What the exercise asks> Go through the material underneath and show every line where the string "stone" occurs.

[Start of Attachment]

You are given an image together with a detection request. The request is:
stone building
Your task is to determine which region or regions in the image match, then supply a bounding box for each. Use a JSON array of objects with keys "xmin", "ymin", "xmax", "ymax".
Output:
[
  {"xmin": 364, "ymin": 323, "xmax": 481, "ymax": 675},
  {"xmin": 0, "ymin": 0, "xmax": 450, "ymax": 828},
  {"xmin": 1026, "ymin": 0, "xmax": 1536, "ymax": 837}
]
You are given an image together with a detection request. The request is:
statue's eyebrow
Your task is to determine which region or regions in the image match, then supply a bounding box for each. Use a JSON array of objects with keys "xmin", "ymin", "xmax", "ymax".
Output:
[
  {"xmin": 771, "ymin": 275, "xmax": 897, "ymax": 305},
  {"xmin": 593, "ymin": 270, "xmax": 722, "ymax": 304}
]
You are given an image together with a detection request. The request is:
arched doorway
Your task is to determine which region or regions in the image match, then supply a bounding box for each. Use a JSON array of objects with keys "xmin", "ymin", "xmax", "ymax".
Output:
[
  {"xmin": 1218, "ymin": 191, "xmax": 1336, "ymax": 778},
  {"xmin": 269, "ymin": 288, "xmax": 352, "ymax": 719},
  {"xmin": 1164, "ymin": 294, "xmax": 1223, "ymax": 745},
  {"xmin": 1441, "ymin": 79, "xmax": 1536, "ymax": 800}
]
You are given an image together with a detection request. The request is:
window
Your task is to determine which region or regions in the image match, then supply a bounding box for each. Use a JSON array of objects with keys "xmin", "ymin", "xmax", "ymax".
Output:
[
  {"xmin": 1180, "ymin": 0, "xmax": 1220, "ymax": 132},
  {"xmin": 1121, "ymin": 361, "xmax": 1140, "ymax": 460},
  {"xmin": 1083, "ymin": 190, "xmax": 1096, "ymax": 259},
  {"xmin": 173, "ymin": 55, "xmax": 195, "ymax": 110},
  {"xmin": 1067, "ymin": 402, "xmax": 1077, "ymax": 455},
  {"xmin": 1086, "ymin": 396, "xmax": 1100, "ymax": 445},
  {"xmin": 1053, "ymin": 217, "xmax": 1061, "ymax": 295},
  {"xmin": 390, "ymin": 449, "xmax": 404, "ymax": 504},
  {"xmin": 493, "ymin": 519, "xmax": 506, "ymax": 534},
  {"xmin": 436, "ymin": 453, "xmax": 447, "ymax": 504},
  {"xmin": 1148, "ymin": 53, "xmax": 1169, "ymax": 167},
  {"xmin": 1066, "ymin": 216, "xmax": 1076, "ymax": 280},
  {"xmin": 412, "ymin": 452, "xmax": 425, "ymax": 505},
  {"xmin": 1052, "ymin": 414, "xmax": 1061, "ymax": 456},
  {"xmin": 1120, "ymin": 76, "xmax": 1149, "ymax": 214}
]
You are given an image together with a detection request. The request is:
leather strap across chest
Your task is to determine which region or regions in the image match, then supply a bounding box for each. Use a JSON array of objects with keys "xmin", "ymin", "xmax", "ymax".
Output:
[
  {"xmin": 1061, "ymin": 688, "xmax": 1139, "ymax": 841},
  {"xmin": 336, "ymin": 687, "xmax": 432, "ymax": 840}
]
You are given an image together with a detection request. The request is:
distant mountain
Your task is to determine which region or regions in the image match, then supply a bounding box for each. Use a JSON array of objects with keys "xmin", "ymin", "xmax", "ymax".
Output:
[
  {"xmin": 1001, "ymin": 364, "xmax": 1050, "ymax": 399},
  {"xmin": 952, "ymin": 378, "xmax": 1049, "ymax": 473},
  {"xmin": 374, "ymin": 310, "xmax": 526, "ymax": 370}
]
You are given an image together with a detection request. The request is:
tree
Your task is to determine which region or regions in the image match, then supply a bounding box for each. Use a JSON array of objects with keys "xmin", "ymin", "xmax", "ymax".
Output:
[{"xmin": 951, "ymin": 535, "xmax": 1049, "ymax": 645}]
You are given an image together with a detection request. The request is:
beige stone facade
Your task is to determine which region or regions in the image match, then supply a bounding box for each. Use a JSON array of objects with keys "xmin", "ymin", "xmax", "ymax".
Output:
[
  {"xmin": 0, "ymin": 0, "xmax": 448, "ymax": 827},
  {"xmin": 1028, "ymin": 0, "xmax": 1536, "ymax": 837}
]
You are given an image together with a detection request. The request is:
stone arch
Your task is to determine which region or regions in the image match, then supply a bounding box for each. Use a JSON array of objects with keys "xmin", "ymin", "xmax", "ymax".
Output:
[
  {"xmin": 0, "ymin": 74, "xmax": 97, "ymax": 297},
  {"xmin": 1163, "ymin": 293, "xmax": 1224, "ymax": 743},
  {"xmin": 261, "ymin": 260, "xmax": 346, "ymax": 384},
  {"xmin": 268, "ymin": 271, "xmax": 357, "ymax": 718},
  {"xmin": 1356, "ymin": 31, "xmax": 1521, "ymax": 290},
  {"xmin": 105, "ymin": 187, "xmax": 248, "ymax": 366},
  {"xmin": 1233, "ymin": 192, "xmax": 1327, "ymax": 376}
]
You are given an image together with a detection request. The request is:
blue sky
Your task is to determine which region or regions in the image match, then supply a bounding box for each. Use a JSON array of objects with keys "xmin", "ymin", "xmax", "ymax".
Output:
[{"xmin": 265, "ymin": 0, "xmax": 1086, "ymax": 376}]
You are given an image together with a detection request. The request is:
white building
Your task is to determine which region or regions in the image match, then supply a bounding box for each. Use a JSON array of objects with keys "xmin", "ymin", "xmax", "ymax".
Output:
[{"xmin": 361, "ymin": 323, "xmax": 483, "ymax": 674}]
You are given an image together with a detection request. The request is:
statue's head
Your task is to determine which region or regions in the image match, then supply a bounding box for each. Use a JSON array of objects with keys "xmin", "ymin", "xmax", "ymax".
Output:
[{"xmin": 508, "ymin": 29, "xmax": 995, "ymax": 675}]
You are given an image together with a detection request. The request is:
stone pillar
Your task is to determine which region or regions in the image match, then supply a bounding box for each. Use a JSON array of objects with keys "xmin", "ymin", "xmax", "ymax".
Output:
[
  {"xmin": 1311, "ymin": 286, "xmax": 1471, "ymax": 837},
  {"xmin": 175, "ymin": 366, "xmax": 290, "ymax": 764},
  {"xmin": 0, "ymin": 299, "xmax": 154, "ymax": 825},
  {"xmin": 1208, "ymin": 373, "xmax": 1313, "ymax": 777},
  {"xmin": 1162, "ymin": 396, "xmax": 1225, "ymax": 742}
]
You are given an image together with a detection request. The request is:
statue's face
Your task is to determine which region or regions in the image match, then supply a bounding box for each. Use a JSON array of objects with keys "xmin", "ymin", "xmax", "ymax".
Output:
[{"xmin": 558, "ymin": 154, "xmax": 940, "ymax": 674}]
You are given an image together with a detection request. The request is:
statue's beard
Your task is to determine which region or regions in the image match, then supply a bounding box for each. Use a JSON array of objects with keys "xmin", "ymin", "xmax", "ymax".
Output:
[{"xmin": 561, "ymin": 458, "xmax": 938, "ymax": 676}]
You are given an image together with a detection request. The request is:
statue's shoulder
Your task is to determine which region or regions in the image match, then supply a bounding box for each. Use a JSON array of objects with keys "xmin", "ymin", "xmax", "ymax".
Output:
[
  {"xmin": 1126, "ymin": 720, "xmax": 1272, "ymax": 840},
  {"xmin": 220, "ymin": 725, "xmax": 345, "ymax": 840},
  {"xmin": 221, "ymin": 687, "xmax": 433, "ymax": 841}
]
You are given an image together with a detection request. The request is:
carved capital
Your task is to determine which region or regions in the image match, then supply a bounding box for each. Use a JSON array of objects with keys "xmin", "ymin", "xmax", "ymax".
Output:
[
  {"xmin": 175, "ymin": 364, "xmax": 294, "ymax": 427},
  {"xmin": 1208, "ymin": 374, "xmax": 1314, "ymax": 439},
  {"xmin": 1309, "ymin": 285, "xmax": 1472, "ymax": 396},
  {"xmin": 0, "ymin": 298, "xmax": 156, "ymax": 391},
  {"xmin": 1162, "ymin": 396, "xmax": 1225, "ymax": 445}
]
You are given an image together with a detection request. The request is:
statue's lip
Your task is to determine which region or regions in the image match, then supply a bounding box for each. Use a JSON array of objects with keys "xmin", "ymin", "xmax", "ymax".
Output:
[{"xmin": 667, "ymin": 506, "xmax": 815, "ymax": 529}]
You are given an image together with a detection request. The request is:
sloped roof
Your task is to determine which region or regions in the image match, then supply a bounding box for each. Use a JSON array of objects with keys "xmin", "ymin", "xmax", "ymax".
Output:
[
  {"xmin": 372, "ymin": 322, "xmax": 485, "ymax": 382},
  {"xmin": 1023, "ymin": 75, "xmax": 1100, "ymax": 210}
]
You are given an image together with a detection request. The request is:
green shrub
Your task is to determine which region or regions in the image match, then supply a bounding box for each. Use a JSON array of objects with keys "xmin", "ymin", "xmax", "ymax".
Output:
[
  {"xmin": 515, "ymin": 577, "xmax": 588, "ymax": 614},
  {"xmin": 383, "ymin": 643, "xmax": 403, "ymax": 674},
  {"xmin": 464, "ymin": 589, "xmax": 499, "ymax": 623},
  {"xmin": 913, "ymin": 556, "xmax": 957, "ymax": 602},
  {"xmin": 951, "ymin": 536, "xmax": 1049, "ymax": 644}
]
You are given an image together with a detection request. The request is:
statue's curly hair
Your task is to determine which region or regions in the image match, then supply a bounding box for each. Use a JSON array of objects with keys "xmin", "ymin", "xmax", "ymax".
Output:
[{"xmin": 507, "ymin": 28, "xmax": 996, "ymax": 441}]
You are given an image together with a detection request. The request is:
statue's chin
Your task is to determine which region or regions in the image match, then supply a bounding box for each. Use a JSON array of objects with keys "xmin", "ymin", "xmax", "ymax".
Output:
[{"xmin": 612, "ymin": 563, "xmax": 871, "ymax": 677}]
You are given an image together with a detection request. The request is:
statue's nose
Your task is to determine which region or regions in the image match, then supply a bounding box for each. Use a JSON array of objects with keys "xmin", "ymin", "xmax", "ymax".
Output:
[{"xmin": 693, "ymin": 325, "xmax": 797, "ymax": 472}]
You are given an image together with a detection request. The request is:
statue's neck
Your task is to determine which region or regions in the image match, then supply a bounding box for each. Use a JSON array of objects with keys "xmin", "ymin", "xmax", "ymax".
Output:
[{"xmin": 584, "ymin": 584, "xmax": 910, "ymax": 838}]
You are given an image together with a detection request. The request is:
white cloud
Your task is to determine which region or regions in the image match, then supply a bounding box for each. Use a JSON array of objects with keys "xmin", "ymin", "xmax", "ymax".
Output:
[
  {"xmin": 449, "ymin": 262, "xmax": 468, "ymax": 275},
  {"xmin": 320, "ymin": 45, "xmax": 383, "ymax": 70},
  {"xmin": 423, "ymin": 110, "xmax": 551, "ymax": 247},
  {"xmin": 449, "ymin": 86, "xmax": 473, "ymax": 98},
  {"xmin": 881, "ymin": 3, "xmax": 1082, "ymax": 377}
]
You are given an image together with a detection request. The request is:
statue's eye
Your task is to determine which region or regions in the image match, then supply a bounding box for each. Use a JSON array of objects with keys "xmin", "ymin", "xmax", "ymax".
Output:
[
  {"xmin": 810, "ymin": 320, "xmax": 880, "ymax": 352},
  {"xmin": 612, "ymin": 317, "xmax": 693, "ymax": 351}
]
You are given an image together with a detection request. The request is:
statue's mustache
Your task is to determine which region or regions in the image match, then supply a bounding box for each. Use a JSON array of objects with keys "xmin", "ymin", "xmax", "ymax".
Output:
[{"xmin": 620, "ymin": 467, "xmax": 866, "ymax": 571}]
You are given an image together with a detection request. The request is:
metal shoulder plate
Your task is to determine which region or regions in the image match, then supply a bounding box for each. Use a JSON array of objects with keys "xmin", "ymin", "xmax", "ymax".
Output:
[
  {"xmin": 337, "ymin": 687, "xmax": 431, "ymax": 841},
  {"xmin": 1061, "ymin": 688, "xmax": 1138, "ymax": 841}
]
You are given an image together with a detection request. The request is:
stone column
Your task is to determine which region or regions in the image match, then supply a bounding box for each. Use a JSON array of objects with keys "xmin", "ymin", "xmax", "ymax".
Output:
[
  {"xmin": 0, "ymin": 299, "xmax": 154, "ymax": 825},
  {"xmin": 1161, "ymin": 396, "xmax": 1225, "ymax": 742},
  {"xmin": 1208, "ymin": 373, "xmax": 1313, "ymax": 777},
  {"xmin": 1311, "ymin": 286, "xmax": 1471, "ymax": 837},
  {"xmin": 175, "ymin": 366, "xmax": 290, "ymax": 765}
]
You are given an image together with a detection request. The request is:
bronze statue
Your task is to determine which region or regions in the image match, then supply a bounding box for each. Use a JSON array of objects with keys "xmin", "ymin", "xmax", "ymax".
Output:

[End of Attachment]

Output>
stone building
beige stone facade
stone arch
stone pillar
stone column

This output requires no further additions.